Start DATA EXCERPTS

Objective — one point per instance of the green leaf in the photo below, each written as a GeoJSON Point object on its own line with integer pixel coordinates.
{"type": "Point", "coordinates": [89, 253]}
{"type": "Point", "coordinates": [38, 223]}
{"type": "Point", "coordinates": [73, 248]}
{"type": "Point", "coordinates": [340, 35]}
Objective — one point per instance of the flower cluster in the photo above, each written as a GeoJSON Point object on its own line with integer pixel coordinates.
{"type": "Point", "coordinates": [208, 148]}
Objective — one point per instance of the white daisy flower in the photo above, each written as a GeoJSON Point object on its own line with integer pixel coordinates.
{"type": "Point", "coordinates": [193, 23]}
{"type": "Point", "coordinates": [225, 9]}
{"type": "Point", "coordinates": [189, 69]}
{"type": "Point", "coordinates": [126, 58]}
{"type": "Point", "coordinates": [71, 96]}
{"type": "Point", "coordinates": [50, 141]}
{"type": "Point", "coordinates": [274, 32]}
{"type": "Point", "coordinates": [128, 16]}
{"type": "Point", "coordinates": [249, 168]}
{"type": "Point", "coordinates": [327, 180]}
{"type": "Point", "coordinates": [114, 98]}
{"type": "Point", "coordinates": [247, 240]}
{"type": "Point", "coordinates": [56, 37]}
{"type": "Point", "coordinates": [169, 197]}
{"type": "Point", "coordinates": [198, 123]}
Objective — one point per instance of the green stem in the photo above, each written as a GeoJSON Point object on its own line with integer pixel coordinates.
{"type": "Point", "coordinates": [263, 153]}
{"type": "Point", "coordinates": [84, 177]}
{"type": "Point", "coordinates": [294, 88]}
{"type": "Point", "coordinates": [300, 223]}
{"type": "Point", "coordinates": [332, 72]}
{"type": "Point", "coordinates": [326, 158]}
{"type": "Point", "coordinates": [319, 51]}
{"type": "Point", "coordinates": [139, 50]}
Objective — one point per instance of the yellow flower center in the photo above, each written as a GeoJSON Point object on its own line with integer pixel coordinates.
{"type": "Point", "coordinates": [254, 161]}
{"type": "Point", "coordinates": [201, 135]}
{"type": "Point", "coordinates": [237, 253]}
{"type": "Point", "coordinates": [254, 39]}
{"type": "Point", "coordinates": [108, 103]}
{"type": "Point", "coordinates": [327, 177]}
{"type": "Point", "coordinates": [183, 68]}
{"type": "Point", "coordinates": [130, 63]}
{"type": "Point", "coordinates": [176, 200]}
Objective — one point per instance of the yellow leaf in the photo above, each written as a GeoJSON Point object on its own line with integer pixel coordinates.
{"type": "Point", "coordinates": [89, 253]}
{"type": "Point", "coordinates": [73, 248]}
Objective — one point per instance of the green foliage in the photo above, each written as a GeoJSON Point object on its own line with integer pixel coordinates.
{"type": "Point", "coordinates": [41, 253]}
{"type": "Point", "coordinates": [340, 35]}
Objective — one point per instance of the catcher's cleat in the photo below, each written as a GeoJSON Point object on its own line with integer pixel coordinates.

End DATA EXCERPTS

GIVEN PROBLEM =>
Repeat the material above word for word, without changing anything.

RESULT FOR THIS EXERCISE =>
Objective — one point per instance of the green leaf in the photo below, each written as a GeoJSON Point object on its own line with integer pixel coordinates.
{"type": "Point", "coordinates": [89, 253]}
{"type": "Point", "coordinates": [38, 223]}
{"type": "Point", "coordinates": [73, 248]}
{"type": "Point", "coordinates": [340, 35]}
Objective — one point per instance of the flower cluster in the photo above, each written as a GeoJSON Point object on its own line with integer pixel coordinates.
{"type": "Point", "coordinates": [208, 148]}
Objective — one point per instance of the white daisy flower in the photo above, each written as a GeoJSON Point object on its own line with integer pixel coordinates.
{"type": "Point", "coordinates": [193, 23]}
{"type": "Point", "coordinates": [225, 9]}
{"type": "Point", "coordinates": [189, 69]}
{"type": "Point", "coordinates": [126, 58]}
{"type": "Point", "coordinates": [71, 96]}
{"type": "Point", "coordinates": [50, 141]}
{"type": "Point", "coordinates": [274, 32]}
{"type": "Point", "coordinates": [128, 16]}
{"type": "Point", "coordinates": [249, 168]}
{"type": "Point", "coordinates": [327, 180]}
{"type": "Point", "coordinates": [114, 98]}
{"type": "Point", "coordinates": [247, 240]}
{"type": "Point", "coordinates": [56, 37]}
{"type": "Point", "coordinates": [169, 197]}
{"type": "Point", "coordinates": [198, 123]}
Objective — one point per instance of the green stem in the photo above, each written as a GeoJSON Point object on its own line with integer pixel coordinates.
{"type": "Point", "coordinates": [263, 153]}
{"type": "Point", "coordinates": [84, 177]}
{"type": "Point", "coordinates": [294, 88]}
{"type": "Point", "coordinates": [300, 223]}
{"type": "Point", "coordinates": [332, 72]}
{"type": "Point", "coordinates": [326, 158]}
{"type": "Point", "coordinates": [319, 51]}
{"type": "Point", "coordinates": [139, 50]}
Objective — one point per instance of the yellow flower center in the photo above, each written as a GeoJSON Point object on its own line with integer pixel coordinates.
{"type": "Point", "coordinates": [254, 161]}
{"type": "Point", "coordinates": [201, 135]}
{"type": "Point", "coordinates": [237, 253]}
{"type": "Point", "coordinates": [254, 39]}
{"type": "Point", "coordinates": [108, 103]}
{"type": "Point", "coordinates": [327, 177]}
{"type": "Point", "coordinates": [183, 68]}
{"type": "Point", "coordinates": [130, 63]}
{"type": "Point", "coordinates": [176, 200]}
Objective — one point per instance of the yellow leaf in the photo above, each written as a GeoJSON Point object on its own line with integer pixel coordinates.
{"type": "Point", "coordinates": [89, 253]}
{"type": "Point", "coordinates": [73, 248]}
Objective — one point per instance of the green foliage in the photo above, each written as a GeoJSON Point object on its own line with integer pixel coordinates.
{"type": "Point", "coordinates": [41, 253]}
{"type": "Point", "coordinates": [340, 35]}
Objective — one point per instance of the catcher's cleat in the photo below, each written as a GeoJSON Point object on its own line with integer pixel coordinates.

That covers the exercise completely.